[Selected extract — start]

Current employer 401k at Fidelity

Current employer funded retirement plan (SEP IRA) at Fidelity

Previous employer 401k at Fidelity

Rollover IRA 1 at Fidelity

Rollover IRA 2 at Fidelity


... I’d like recommendations on how to further simplify, if appropriate, while maintaining my AA.
Welcome to the forum.

I'm seeing 5 accounts (shown above) that you could eventually combine into one account, unless there's some reason to keep them separate that I didn't notice.

If you want to get started now, you could combine the bottom 3 shown in the list, then add your "current employer" accounts once you actually retire.

Regards,
Thanks retired@50 for the welcome, and good point about the multiple accounts. I definitely plan on rolling the two current employer accounts into existing accounts when I retire, but that would still leave 3. The 2 Rollover IRAs are my doing, #2 was the first rollover that I did "on my own", and was concerned about potential consequences I didn't fully understand (such as losing 401k ERISA protections). I think about 8% of Rollover IRA #1 is post-tax $, though I need to unearth the records for that. This has been on my list of questions to answer, but hasn't yet become a priority. Since WI has strong IRA protections against creditors, that doesn't seem like an issue, but the basis is still a question for me.

[Selected extract — finish]
[Dataset excerpts — start]

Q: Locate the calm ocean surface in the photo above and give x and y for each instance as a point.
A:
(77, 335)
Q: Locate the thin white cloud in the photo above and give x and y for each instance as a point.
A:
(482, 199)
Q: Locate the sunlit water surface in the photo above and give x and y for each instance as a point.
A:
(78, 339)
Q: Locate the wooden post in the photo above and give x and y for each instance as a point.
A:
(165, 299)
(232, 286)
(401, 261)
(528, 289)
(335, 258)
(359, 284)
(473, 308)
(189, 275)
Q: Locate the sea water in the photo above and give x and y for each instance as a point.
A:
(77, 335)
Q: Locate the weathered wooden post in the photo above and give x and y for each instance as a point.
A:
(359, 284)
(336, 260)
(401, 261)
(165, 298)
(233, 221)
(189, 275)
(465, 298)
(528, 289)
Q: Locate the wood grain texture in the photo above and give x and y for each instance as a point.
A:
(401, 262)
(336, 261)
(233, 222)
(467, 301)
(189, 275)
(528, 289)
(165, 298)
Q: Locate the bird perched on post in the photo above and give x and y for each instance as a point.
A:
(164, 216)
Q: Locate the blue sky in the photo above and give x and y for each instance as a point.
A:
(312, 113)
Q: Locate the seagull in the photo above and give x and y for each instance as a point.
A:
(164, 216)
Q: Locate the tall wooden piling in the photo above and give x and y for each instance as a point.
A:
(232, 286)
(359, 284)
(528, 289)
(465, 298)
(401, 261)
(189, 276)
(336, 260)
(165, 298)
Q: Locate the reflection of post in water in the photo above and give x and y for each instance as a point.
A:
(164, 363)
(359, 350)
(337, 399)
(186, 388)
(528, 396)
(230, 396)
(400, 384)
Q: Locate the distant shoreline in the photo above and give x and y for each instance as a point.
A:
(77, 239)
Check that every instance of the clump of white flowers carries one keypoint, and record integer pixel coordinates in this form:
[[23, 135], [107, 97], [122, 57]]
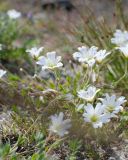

[Dataset excerpts — finish]

In the forum thread on retirement accounts, roughly what share of Rollover IRA #1 does the poster think is post-tax money?

About 8%.